▸ REQUIRED ACTION
Every line from the top of the records through the one bearing "Guideline: for each instance of the soybean" is to be reproduced exactly, and pictures are to be left out.

▸ SOURCE MATERIAL
_ _ _ _ _ _ _

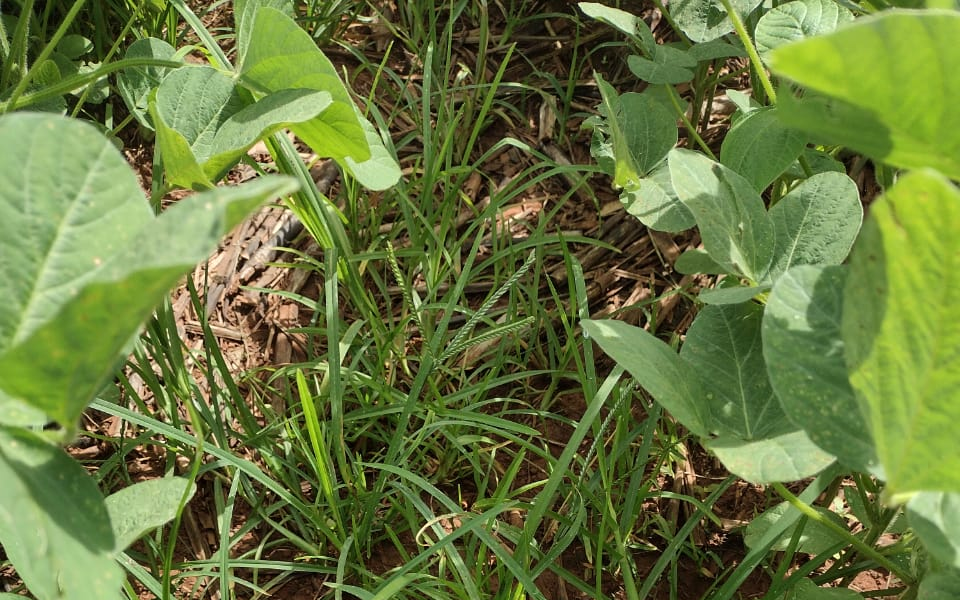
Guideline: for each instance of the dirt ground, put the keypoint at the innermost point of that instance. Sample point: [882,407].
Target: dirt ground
[252,328]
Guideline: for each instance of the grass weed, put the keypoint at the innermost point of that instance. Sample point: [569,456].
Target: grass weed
[410,454]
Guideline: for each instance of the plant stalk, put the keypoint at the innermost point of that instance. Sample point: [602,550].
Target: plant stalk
[854,541]
[751,50]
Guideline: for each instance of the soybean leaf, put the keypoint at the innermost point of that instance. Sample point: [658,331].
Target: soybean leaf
[697,261]
[641,129]
[202,108]
[816,223]
[803,351]
[138,508]
[53,523]
[815,538]
[797,20]
[944,585]
[901,334]
[243,14]
[729,212]
[136,83]
[667,65]
[656,204]
[760,148]
[935,517]
[705,20]
[723,347]
[281,55]
[731,295]
[786,457]
[885,88]
[818,161]
[657,369]
[754,439]
[92,259]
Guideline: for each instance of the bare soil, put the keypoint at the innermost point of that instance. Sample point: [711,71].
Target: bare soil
[253,328]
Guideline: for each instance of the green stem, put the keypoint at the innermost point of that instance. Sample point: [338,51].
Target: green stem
[751,50]
[676,100]
[47,51]
[842,532]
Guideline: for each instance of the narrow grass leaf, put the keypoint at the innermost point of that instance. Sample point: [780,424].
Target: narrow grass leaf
[731,216]
[53,523]
[885,87]
[803,351]
[815,539]
[808,590]
[760,148]
[797,20]
[901,333]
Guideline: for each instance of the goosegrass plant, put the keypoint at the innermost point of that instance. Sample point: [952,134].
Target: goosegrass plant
[800,362]
[416,426]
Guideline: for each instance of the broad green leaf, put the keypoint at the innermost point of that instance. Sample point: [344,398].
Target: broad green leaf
[657,368]
[760,148]
[626,171]
[815,538]
[786,457]
[891,84]
[92,261]
[935,517]
[754,438]
[715,49]
[280,56]
[202,108]
[944,585]
[53,523]
[256,121]
[621,20]
[73,46]
[729,212]
[136,83]
[138,508]
[818,161]
[243,16]
[902,334]
[797,20]
[803,351]
[64,362]
[667,65]
[808,590]
[816,223]
[697,261]
[641,128]
[381,170]
[68,203]
[723,347]
[656,204]
[705,20]
[731,295]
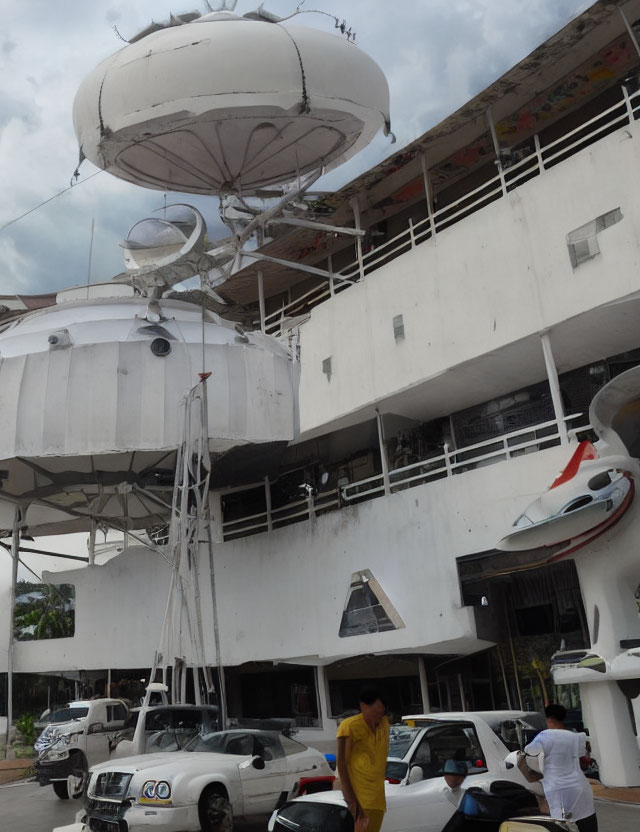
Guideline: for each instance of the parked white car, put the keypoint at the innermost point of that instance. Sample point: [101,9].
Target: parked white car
[219,776]
[80,736]
[417,800]
[97,731]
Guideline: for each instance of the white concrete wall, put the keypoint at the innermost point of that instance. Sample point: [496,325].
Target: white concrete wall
[281,594]
[5,584]
[492,279]
[119,612]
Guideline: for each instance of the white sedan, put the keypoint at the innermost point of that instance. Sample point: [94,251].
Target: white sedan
[217,777]
[418,800]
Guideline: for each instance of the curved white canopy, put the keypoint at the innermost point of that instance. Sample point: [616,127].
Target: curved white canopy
[226,104]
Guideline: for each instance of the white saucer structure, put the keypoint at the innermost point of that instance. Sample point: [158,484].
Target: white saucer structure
[590,514]
[122,407]
[229,104]
[91,404]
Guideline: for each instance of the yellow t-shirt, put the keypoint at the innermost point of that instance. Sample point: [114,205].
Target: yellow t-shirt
[367,761]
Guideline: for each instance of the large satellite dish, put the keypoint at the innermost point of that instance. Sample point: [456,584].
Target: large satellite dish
[228,104]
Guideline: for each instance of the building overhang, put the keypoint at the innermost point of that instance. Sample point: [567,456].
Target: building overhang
[585,338]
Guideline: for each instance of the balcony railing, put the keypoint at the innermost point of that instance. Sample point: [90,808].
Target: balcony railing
[507,179]
[450,462]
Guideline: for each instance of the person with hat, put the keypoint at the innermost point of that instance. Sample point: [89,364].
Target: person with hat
[566,789]
[455,772]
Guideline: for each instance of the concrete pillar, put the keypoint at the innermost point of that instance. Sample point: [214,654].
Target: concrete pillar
[424,687]
[215,513]
[324,704]
[612,738]
[554,386]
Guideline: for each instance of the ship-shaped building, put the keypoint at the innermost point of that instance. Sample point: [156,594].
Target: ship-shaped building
[424,381]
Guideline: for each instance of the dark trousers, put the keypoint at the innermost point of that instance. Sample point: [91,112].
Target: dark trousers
[589,824]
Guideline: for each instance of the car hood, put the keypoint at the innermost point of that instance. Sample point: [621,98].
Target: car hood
[173,760]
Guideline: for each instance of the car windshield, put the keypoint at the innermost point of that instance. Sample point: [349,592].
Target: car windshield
[221,742]
[67,714]
[400,739]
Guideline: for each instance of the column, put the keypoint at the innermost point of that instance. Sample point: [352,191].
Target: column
[554,386]
[424,686]
[383,454]
[15,554]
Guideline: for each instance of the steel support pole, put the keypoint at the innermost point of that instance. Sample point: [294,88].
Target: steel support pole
[332,290]
[267,500]
[554,386]
[383,454]
[424,686]
[496,147]
[634,39]
[355,207]
[92,543]
[15,554]
[428,192]
[263,323]
[222,696]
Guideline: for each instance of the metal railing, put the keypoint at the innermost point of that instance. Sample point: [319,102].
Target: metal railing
[540,158]
[275,518]
[450,462]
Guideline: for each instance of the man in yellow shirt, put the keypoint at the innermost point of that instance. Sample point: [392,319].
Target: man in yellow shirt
[363,746]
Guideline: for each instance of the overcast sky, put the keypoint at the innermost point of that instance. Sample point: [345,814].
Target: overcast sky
[436,54]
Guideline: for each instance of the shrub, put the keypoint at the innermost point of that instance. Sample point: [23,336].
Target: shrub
[26,727]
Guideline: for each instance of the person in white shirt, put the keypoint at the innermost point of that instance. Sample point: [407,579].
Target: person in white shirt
[566,789]
[455,773]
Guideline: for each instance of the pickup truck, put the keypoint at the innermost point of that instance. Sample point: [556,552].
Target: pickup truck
[101,729]
[68,747]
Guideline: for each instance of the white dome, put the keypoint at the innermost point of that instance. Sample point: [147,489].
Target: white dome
[91,404]
[229,104]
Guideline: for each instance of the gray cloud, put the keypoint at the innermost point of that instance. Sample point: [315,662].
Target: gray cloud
[436,55]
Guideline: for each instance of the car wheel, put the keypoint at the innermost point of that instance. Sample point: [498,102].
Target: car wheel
[216,814]
[77,780]
[60,789]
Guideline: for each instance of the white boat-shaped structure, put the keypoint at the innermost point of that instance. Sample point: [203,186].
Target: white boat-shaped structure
[600,480]
[586,499]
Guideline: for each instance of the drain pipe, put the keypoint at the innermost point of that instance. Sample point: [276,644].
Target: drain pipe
[15,553]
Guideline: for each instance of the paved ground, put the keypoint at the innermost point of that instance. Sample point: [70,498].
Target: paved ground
[28,808]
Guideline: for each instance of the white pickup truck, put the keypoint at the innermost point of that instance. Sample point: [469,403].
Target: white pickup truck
[102,729]
[81,736]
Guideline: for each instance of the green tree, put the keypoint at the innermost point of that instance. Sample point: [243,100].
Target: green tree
[44,611]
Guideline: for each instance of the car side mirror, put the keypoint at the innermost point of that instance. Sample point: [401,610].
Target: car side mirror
[415,775]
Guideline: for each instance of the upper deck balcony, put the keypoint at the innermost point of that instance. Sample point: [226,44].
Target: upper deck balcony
[455,317]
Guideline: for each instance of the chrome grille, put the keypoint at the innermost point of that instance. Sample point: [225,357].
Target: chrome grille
[111,784]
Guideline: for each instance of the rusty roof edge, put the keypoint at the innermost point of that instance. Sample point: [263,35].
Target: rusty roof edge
[474,110]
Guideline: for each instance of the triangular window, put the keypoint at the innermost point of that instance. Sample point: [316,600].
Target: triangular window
[367,608]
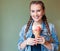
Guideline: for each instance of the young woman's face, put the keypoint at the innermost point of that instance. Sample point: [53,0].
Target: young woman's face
[36,12]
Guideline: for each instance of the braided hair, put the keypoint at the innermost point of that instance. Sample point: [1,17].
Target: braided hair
[44,19]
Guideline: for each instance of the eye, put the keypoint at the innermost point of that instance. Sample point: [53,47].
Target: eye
[32,11]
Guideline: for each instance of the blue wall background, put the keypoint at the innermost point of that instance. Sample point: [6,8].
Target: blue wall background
[15,13]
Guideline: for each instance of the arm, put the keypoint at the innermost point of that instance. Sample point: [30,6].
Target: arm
[53,45]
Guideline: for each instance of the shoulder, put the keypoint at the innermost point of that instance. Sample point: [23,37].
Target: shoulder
[51,26]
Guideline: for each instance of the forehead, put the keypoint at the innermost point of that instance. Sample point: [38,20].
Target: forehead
[35,6]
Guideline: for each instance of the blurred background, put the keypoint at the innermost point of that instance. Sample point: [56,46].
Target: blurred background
[15,13]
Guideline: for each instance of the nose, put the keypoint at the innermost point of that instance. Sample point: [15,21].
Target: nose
[35,13]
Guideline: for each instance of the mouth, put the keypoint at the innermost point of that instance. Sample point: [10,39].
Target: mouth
[37,17]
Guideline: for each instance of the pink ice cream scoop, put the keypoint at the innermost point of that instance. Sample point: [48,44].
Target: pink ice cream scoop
[37,31]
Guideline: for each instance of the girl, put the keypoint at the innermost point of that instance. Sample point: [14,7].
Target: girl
[47,40]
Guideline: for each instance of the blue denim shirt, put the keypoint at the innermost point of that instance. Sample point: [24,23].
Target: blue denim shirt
[44,33]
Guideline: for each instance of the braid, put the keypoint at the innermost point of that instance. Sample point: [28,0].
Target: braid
[27,27]
[47,26]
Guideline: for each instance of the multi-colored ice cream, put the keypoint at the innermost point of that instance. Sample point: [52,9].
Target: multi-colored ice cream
[36,30]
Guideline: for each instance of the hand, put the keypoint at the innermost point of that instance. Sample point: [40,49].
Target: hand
[40,40]
[31,41]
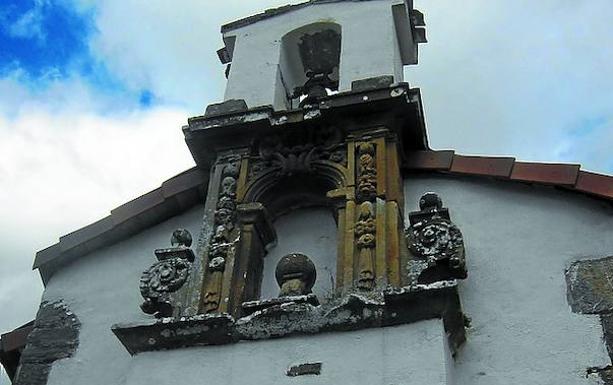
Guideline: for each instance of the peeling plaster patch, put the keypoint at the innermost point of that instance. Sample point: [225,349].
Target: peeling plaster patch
[590,286]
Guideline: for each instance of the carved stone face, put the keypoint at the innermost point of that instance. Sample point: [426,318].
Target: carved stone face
[220,234]
[223,216]
[217,264]
[366,211]
[295,274]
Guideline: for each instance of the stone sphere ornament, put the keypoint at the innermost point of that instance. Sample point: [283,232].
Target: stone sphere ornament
[295,274]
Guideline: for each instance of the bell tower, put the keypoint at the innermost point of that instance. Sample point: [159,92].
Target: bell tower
[280,55]
[304,229]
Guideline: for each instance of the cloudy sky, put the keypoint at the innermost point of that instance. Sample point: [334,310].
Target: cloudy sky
[93,95]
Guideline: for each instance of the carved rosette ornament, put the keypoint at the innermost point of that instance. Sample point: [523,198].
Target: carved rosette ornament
[298,152]
[219,244]
[435,242]
[365,242]
[167,275]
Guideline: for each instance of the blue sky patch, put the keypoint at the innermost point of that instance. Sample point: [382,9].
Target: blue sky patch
[41,37]
[44,41]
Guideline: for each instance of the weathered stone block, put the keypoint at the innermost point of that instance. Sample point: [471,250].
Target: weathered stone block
[590,286]
[55,336]
[372,83]
[228,107]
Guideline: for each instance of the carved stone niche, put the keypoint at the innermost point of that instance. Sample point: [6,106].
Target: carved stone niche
[435,242]
[295,274]
[167,275]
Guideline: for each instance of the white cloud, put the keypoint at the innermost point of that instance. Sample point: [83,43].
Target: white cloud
[29,25]
[499,78]
[171,50]
[65,166]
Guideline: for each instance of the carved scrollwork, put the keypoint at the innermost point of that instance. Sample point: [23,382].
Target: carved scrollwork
[224,222]
[295,274]
[297,152]
[167,275]
[365,229]
[436,242]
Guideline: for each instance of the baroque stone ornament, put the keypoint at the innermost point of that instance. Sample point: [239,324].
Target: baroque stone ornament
[367,172]
[298,152]
[435,242]
[365,229]
[295,274]
[219,244]
[167,275]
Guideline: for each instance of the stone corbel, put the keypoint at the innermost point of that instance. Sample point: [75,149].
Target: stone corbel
[168,275]
[436,244]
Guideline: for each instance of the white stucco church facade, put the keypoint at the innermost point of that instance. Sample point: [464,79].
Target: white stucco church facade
[319,239]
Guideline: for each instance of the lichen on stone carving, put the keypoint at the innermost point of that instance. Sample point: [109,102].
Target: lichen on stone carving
[365,229]
[167,275]
[367,172]
[224,223]
[295,274]
[436,243]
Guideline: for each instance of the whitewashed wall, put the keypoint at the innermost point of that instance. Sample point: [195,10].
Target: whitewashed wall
[366,26]
[519,241]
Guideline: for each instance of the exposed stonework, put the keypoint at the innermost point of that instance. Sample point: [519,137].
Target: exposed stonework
[55,336]
[435,242]
[167,275]
[304,369]
[354,312]
[590,286]
[590,291]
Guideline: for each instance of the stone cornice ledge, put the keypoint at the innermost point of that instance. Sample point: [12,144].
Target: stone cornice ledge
[388,308]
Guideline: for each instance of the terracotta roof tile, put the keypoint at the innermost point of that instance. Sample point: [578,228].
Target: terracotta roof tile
[548,173]
[430,160]
[175,195]
[478,165]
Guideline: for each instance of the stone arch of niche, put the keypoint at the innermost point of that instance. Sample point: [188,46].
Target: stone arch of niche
[309,58]
[354,173]
[294,178]
[284,194]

_ _ _ _ _ _ _

▸ RESULT OF THIS TASK
Guideline: for each instance of the dirt ground, put the keypoint at the innermost point of that instance. Sample point: [882,407].
Target: dirt ground
[252,328]
Guideline: for each instance of the grass weed, put the keypoint at the innermost point of that instance. Sample point: [569,456].
Target: grass weed
[410,454]
Guideline: for each instance of the plant stalk, put the keypoint at the innermost point of that instance. Sample point: [602,550].
Target: plant stalk
[854,541]
[751,50]
Guideline: for each instance of the soybean leaf, put the keypoint at the innermost point of that instance. Sample point: [658,331].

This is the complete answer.